- **WHAT IS BEING ASKED**
According to the abstract on ethylene and secondary xylem formation, what concentrations of ACC were used in the ethylene treatment?

Effects of Ethylene on Secondary Xylem Formation in Arabidopsis thaliana

Ethylene has myriad roles as a plant hormone, ranging from senescence and defending against pathogen attacks to fruit ripening and interactions with other hormones. It has been shown to increase cambial activity in poplar, but the effect on wood formation in Arabidopsis hypocotyl has not previously been studied. The Auxin-Regulated Gene involved in Organ Size (ARGOS), which increases organ size by lengthening the time for cell division, was found to be upregulated by ethylene. We tested the effect of ethylene treatment at 10 and 100 µM ACC on three genotypes of Arabidopsis, Col0 (wild-type), an ARGOS deficient mutant (argos), and ein3-1, an ethylene insensitive mutant. ARGOS expression analysis with qPCR indicated that ACC does induce ARGOS and ARGOS-LIKE (ARL) in the hypocotyl. As seen in poplar, ethylene also decreases stem elongation.Histochemical staining, showed that ethylene changes the way secondary xylem lignifies, causing gaps in lignification around the outer edge of secondary xylem. Our results also implied that ethylene treatment changes the proportion of secondary to total xylem, resulting in less secondary, whereas in poplar, ethylene treatment caused an increase.

- **ENTRIES PROVIDED**
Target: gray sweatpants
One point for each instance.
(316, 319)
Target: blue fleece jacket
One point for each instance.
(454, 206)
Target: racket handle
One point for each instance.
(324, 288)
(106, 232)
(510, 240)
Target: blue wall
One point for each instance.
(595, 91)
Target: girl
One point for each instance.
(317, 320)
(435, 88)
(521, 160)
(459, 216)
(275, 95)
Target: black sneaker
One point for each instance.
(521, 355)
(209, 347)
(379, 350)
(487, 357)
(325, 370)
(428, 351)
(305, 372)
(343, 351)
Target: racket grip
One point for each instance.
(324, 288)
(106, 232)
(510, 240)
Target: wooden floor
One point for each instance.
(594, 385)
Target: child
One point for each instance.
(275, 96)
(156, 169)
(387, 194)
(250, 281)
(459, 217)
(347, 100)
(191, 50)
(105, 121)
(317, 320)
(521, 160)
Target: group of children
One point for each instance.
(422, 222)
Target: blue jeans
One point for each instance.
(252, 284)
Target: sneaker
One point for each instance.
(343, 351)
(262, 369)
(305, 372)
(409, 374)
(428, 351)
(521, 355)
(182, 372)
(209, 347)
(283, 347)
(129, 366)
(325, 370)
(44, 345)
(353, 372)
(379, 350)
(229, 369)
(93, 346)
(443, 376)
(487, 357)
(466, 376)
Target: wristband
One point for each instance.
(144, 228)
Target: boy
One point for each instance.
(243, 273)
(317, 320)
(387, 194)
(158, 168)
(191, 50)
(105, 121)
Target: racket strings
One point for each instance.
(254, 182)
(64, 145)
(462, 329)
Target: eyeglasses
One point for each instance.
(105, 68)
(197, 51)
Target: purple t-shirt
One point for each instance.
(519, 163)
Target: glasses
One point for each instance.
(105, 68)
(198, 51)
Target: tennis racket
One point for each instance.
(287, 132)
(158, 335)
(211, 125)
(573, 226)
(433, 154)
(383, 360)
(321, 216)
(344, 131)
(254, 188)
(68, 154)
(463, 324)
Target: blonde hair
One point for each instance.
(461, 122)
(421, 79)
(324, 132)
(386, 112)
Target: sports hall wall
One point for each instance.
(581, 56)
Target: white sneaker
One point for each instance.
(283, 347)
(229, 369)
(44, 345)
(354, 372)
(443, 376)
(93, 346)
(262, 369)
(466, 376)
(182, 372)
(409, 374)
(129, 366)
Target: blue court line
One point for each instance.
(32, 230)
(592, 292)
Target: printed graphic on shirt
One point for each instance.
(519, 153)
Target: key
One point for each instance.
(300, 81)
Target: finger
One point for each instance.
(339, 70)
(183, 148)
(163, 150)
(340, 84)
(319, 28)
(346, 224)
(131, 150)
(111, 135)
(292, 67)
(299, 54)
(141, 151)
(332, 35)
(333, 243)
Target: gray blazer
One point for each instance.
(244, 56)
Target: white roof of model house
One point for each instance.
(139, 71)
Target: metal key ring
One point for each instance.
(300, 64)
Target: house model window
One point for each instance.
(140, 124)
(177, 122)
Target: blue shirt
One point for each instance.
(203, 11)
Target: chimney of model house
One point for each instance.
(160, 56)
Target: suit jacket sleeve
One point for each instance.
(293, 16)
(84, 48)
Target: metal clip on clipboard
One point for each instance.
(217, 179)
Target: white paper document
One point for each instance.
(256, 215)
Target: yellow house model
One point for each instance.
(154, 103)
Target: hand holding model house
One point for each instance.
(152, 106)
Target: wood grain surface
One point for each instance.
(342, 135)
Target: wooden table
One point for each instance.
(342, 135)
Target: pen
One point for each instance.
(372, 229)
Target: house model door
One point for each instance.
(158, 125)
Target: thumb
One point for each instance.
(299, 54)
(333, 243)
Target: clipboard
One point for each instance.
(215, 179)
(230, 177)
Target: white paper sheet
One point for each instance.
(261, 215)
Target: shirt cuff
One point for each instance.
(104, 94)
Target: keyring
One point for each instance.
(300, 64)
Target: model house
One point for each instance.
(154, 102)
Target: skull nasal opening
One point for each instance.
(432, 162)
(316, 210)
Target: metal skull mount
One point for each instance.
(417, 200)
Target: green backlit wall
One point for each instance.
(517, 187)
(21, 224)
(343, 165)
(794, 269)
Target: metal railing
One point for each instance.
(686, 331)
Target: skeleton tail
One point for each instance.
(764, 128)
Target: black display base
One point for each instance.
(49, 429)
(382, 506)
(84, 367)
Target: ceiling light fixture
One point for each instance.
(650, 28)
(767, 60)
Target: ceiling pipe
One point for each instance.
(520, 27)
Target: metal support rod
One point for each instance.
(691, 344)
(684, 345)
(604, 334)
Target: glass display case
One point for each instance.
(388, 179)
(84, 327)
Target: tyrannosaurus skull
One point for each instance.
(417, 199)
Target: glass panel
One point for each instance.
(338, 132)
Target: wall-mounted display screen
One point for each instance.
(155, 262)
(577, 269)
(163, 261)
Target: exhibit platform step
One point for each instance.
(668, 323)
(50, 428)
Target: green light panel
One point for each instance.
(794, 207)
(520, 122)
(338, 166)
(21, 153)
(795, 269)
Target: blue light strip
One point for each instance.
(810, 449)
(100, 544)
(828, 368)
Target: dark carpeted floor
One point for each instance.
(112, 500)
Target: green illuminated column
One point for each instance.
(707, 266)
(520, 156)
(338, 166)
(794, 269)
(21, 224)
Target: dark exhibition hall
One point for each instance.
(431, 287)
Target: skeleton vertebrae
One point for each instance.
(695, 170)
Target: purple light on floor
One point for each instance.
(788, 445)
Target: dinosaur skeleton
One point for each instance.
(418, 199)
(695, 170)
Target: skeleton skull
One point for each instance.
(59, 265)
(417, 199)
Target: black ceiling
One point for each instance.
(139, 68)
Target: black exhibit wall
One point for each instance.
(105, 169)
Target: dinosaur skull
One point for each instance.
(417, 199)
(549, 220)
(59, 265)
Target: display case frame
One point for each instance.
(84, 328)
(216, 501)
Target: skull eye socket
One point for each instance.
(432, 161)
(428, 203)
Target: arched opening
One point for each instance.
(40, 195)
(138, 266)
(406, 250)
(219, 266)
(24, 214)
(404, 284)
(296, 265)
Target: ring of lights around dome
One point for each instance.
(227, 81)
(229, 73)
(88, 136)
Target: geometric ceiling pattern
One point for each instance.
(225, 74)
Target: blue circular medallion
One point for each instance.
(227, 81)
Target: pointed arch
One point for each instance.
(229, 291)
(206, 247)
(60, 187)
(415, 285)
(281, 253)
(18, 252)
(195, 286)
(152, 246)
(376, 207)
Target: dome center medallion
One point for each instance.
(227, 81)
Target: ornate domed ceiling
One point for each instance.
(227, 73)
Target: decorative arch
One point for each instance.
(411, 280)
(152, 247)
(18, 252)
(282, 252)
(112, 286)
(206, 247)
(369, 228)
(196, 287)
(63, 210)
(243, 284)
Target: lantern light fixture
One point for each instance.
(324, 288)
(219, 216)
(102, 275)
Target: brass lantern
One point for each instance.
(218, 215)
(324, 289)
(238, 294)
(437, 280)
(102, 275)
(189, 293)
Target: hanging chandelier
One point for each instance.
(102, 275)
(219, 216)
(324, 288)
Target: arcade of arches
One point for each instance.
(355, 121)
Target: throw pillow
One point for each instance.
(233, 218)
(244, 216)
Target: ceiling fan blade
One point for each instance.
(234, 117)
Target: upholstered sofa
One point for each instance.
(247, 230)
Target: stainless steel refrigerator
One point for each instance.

- **EXERCISE OUTPUT**
10 and 100 µM ACC.